> **Podany fragment**:

──────

Protestujące w Sejmie pielęgniarki przyznają, że chciałyby wrócić do domów, ale nie pozwala im na to obawa o los ich zawodu. Kilkanaście pielęgniarek i położnych od czwartku przebywa na galerii sejmowej. Jak mówią - po tak długi czasie spędzonym w Sejmie chciałyby wrócić do bliskich, ale na razie nie podejmą takiej decyzji.
W południe przed Sejmem odbędzie się manifestacja Ogólnopolskiego Związku Zawodowego Pielęgniarek i Położnych. Protestujące w budynku pielęgniarki przyznają, że planowana demonstracja będzie dla nich sporym wsparciem, a siostry, które przyjadą będą walczyły o to samo, co one.

──────

> **Wyciąg z danych**:
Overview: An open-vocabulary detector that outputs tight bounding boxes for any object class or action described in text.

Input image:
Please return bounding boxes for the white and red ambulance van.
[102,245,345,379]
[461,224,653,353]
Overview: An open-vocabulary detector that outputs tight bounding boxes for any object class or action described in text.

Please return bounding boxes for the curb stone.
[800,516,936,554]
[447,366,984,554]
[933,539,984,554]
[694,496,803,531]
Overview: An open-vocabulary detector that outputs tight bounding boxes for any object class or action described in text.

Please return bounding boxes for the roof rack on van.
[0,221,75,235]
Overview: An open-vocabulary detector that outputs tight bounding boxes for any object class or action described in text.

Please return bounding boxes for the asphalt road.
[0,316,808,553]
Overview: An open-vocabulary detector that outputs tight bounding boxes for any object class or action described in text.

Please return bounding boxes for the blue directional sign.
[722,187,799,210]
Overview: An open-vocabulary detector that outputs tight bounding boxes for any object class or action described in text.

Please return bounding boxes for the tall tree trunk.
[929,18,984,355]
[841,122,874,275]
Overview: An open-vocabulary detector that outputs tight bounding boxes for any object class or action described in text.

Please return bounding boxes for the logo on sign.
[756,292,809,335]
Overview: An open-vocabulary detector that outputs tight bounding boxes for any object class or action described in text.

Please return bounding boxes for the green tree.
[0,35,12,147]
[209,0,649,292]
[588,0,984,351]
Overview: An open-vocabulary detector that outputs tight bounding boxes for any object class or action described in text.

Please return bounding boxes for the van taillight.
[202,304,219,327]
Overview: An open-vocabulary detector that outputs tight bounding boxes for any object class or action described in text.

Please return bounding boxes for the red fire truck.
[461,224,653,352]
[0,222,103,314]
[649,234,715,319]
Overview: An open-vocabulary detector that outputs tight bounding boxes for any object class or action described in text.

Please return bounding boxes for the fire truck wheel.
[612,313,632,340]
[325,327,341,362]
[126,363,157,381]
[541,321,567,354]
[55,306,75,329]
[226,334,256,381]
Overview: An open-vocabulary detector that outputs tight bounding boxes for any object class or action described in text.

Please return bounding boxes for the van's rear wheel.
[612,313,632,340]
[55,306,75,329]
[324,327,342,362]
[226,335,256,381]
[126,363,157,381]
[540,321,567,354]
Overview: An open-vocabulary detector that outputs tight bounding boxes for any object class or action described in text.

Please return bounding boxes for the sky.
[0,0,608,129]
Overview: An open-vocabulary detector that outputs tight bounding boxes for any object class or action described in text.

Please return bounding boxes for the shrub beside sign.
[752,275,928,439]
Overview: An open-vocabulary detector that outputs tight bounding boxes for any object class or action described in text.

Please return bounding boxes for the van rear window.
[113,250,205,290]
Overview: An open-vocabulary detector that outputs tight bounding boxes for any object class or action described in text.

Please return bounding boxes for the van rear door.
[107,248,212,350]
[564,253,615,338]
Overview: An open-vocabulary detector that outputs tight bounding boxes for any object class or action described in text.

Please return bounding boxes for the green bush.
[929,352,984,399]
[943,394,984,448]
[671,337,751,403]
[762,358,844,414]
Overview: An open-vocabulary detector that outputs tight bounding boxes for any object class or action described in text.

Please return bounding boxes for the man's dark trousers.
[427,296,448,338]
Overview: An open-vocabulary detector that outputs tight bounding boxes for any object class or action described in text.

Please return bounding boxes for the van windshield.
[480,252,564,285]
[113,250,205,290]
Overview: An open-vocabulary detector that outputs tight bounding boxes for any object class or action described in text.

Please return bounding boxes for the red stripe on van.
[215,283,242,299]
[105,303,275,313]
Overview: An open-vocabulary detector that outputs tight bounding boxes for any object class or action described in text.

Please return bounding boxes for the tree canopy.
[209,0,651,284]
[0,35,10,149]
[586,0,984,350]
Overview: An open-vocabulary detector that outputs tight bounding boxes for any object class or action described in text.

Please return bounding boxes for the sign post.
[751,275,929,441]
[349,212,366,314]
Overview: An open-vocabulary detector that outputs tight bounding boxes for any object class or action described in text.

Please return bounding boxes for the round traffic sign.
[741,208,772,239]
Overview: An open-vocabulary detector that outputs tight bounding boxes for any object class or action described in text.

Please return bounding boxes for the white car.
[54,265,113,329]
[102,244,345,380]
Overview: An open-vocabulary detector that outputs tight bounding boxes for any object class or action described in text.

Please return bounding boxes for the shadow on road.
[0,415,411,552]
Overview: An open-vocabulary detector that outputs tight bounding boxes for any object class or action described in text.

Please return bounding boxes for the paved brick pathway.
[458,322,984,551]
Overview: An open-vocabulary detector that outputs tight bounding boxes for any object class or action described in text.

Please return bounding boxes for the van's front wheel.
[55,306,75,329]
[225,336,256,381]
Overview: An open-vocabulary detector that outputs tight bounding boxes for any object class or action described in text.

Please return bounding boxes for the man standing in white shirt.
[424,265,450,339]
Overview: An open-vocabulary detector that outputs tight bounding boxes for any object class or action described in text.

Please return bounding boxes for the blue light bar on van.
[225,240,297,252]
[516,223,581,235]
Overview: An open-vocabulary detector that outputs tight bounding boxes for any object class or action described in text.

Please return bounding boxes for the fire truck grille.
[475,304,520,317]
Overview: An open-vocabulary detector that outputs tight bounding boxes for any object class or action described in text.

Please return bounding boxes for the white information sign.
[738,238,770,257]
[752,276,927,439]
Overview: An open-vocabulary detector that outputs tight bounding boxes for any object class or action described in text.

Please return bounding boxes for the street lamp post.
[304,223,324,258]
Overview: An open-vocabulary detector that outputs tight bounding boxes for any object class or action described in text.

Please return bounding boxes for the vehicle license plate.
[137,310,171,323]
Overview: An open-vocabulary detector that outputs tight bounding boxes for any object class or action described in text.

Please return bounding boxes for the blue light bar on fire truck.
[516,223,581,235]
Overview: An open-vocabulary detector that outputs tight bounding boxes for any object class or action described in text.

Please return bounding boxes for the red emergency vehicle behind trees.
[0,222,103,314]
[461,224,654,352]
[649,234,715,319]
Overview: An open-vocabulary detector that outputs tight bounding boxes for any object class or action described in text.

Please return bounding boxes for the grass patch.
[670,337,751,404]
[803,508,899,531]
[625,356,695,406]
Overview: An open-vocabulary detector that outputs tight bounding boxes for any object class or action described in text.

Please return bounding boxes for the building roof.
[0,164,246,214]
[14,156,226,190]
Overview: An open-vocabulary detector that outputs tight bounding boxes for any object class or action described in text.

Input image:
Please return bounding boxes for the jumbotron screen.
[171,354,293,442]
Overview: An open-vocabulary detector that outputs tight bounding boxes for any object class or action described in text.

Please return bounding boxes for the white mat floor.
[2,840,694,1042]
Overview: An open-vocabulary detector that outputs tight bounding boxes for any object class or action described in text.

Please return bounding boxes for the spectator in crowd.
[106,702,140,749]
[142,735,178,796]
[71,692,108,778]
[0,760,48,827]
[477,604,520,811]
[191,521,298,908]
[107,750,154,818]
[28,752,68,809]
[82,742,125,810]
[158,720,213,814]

──────

> **Zadanie pisemne 1**:
Od kiedy według tekstu o proteście pielęgniarek pielęgniarki i położne przebywają na galerii sejmowej?
> **Zadanie pisemne 2**:
Oceń, czy poniższe stwierdzenia są zgodne z tekstem o proteście pielęgniarek: (a) na galerii sejmowej przebywa kilkanaście pielęgniarek i położnych; (b) protestujące pielęgniarki zdecydowały już o powrocie do domów; (c) manifestację przed Sejmem zaplanowano na wieczór. Przy każdym podaj „tak” lub „nie” oraz rozstrzygające słowa tekstu.
> **Zadanie pisemne 3**:
Podejmij tekst o proteście pielęgniarek i pisz go dalej, zaczynając po jego ostatnim zdaniu.

> **Odpowiedź 1**:
Od czwartku.

> **Odpowiedź 2**:
(a) Tak: „Kilkanaście pielęgniarek i położnych od czwartku przebywa na galerii sejmowej”.
(b) Nie: „na razie nie podejmą takiej decyzji”.
(c) Nie: „W południe przed Sejmem odbędzie się manifestacja”.

> **Odpowiedź 3**:
Przed Sejmem trwają przygotowania do dzisiejszej manifestacji - teren przed budynkiem jest ogradzany specjalnymi barierkami.
Pielęgniarki domagają się przywrócenia w szpitalach umów o pracę jako jedynie obowiązujących w tej grupie zawodowej. Zmiany w trybie zatrudniania pielęgniarek przewiduje uchwalona przez Sejm w ubiegły piątek ustawa o działalności leczniczej.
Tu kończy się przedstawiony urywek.